If a line below holds the word "green", count it; then say how many such lines there are and nothing else.

• **Records to process**:

= Beginning of Section =

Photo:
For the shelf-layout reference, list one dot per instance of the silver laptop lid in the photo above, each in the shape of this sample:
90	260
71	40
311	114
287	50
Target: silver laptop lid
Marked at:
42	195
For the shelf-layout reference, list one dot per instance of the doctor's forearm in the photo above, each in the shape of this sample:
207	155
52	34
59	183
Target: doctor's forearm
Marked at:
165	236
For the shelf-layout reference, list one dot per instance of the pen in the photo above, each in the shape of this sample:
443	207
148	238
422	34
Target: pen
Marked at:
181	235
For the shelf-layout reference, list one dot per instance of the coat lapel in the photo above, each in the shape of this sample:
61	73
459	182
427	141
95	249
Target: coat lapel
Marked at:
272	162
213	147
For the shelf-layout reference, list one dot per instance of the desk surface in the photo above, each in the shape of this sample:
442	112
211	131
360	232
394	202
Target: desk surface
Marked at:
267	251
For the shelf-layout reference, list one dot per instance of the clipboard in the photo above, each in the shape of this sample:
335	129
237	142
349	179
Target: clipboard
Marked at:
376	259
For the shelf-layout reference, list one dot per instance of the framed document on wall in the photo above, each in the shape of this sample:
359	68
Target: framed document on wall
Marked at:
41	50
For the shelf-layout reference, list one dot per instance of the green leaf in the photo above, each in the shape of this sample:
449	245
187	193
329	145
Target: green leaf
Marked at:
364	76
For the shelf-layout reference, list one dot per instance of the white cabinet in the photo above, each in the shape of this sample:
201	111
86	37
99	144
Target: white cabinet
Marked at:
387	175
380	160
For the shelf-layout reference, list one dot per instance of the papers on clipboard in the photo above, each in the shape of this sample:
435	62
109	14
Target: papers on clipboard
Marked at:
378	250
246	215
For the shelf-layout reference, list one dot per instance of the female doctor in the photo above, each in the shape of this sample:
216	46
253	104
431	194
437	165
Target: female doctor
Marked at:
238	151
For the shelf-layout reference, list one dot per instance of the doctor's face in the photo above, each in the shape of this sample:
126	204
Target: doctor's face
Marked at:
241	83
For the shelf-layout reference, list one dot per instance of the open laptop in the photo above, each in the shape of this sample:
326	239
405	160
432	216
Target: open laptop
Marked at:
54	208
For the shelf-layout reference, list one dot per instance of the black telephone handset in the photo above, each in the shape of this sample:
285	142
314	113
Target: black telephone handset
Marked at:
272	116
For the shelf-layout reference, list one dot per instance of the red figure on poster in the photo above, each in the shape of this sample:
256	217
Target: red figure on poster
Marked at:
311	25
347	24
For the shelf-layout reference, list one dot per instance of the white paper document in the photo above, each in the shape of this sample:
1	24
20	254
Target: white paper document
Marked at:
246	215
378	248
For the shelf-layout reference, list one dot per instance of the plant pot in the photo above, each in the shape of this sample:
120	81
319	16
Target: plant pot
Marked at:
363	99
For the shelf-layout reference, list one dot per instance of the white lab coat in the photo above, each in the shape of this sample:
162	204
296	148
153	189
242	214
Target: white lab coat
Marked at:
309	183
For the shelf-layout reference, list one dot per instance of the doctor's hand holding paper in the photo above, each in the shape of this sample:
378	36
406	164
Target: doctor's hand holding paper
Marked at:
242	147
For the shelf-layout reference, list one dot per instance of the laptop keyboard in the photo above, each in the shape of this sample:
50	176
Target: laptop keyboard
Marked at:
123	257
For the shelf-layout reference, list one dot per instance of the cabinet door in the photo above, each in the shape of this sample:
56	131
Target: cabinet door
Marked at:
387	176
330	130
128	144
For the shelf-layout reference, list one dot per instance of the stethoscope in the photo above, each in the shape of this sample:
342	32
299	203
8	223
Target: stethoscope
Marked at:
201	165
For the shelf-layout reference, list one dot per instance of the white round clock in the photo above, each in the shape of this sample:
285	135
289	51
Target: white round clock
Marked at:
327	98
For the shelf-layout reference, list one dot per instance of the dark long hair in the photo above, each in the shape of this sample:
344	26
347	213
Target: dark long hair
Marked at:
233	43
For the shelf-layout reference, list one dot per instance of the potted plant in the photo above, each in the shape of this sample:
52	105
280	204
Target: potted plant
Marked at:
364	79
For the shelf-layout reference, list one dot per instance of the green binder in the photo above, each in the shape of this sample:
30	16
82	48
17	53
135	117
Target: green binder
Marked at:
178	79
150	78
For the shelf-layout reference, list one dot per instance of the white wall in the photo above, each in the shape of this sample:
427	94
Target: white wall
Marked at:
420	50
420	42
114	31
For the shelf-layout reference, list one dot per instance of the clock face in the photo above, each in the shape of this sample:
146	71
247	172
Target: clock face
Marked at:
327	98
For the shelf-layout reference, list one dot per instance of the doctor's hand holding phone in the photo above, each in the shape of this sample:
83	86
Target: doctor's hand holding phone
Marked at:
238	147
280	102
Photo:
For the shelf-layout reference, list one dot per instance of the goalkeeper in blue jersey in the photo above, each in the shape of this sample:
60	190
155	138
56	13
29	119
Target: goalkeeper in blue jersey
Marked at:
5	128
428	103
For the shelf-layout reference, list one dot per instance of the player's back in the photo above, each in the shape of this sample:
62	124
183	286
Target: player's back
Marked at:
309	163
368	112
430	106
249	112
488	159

= End of Section =
= Beginning of Section =

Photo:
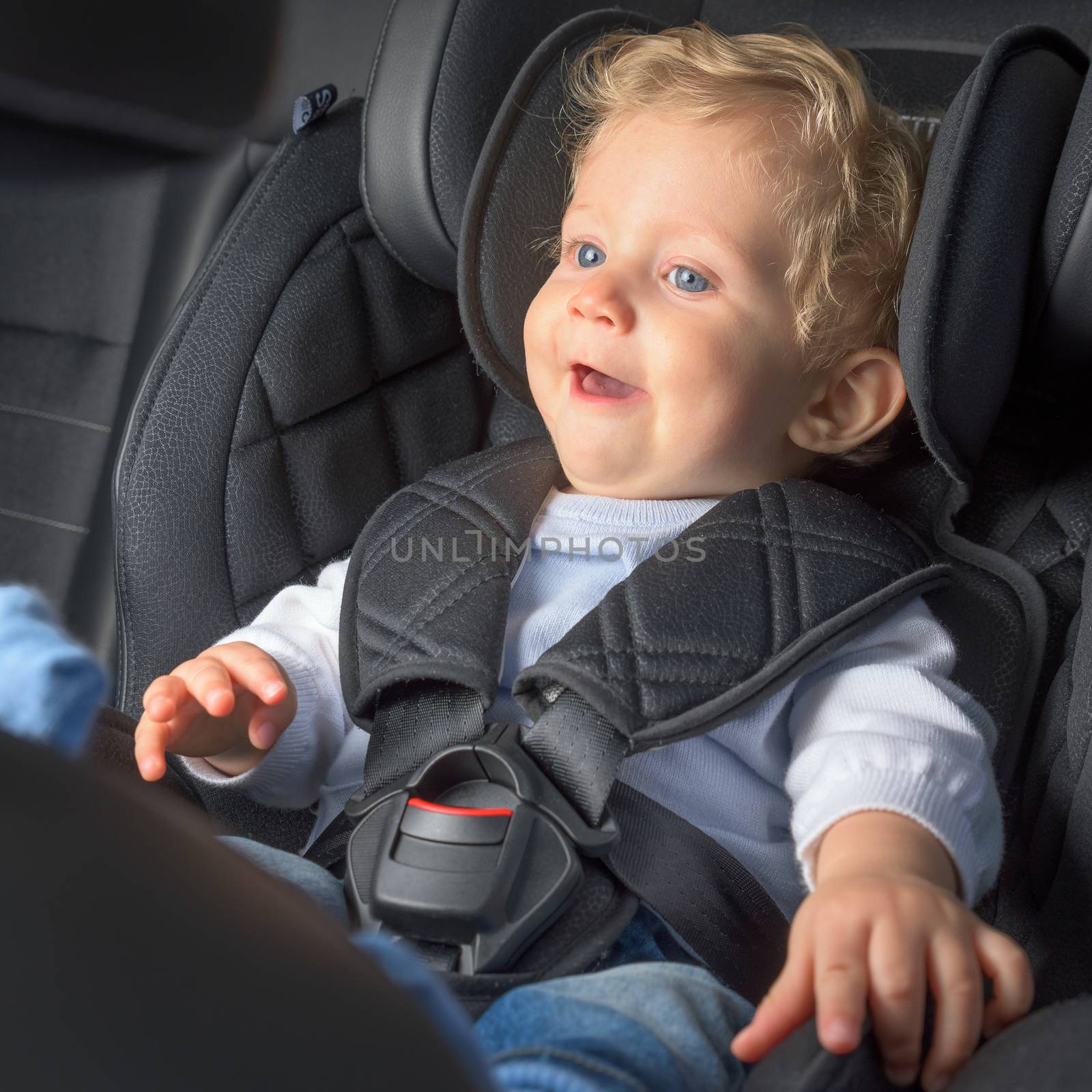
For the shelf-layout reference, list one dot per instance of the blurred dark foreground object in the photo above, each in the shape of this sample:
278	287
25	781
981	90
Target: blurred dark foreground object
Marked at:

= End of Section =

• **Task response**: 4